SET PROBLEM A – Reproduce the passage of the forum post starting at "Anyway, I had" and ending at "down the road." without any changes.

=== PROVIDED TEXT ===

• Welcome to the new NAXJA Forum! If your password does not work, please use "Forgot your password?" link on the log-in page. Please feel free to reach out to [email protected] if we can provide any assistance.

Pull to the right... power steering box?


NAXJA Forum User
Wenatchee, WA
A little info first. '87 XJ, waggy d44's front and rear, RE brackets on the front axle, 5.13's spooled rear lockright front, clayton longarms with 5.5" springs up front and RE 4.5" springs out back (really about 6" right now, ha).

Alright... seems like forever my rig has been pulling to the right. It did it with the D30 in it and stock XJ steering, and it still does it with the D44 and stock wagoneer steering. It wears the front left tire something fierce if I don't keep them rotated. It's been doing this for quite a while... but I can't pinpoint when it first started.

Anyway, I had it aligned when it still had the D30 in it. Toe was set at 0 and steering wheel was centered. This was with the stock XJ steering and D30. So, I figured maybe one of my stock control arms was bent, (and they indeed were very tweaked) since it did not go away with a complete change of the steering and a driveway toe adjustment. Toe is still at pretty much 0, it handles very good other than this issue.

Finally changed out all the control arms for the Clayton kit, the crossmember is centered and sets of lowers and uppers are set at the same length, my mounts and straight and true on my housing, and the axle is centered under the rig, toe is still set at 0, steering wheel centered, and it still pulls to the right driving down the road.

===

SET PROBLEM B – Rewrite only the lines of the records starting at the line containing "Mark the overhanging foliage with a point." and ending at the end of the records, with all of their requests. Multiply every coordinate in the answers by 1.7 and round each result to a whole number, rounding halves up.

=== RECORDS SHOWN ===

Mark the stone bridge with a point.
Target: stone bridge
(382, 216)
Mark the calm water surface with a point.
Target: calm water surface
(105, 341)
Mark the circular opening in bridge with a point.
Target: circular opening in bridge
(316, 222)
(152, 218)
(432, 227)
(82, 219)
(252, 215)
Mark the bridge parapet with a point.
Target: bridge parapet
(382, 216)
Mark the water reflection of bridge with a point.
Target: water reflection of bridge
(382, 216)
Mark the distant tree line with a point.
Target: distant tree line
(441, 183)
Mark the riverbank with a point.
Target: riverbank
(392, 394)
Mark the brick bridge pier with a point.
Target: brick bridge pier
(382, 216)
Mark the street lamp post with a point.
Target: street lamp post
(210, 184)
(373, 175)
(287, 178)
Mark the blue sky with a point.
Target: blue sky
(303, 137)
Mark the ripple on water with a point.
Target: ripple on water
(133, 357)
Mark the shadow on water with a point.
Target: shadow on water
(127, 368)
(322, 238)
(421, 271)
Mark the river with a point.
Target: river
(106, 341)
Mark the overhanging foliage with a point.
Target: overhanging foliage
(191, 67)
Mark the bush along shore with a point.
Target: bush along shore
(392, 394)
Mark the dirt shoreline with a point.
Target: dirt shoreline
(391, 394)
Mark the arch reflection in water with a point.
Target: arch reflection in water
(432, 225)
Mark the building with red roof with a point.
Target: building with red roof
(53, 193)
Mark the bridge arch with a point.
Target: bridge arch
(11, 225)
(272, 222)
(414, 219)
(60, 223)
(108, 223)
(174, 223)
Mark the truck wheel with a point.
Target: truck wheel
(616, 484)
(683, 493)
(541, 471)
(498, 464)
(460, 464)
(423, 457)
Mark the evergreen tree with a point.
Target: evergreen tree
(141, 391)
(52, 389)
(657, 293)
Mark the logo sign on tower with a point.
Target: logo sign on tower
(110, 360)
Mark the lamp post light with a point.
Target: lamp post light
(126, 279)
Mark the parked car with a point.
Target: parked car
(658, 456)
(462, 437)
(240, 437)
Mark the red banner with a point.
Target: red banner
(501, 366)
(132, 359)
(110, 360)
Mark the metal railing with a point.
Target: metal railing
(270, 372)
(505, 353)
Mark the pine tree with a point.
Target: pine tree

===

PROBLEM SOLUTION A –
Anyway, I had it aligned when it still had the D30 in it. Toe was set at 0 and steering wheel was centered. This was with the stock XJ steering and D30. So, I figured maybe one of my stock control arms was bent, (and they indeed were very tweaked) since it did not go away with a complete change of the steering and a driveway toe adjustment. Toe is still at pretty much 0, it handles very good other than this issue.

Finally changed out all the control arms for the Clayton kit, the crossmember is centered and sets of lowers and uppers are set at the same length, my mounts and straight and true on my housing, and the axle is centered under the rig, toe is still set at 0, steering wheel centered, and it still pulls to the right driving down the road.

PROBLEM SOLUTION B –
Mark the overhanging foliage with a point.
Target: overhanging foliage
(325, 114)
Mark the bush along shore with a point.
Target: bush along shore
(666, 670)
Mark the dirt shoreline with a point.
Target: dirt shoreline
(665, 670)
Mark the arch reflection in water with a point.
Target: arch reflection in water
(734, 383)
Mark the building with red roof with a point.
Target: building with red roof
(90, 328)
Mark the bridge arch with a point.
Target: bridge arch
(19, 383)
(462, 377)
(704, 372)
(102, 379)
(184, 379)
(296, 379)
Mark the truck wheel with a point.
Target: truck wheel
(1047, 823)
(1161, 838)
(920, 801)
(847, 789)
(782, 789)
(719, 777)
Mark the evergreen tree with a point.
Target: evergreen tree
(240, 665)
(88, 661)
(1117, 498)
Mark the logo sign on tower with a point.
Target: logo sign on tower
(187, 612)
Mark the lamp post light with a point.
Target: lamp post light
(214, 474)
Mark the parked car with a point.
Target: parked car
(1119, 775)
(785, 743)
(408, 743)
Mark the red banner with a point.
Target: red banner
(852, 622)
(224, 610)
(187, 612)
Mark the metal railing with a point.
Target: metal railing
(459, 632)
(859, 600)
Mark the pine tree with a point.
Target: pine tree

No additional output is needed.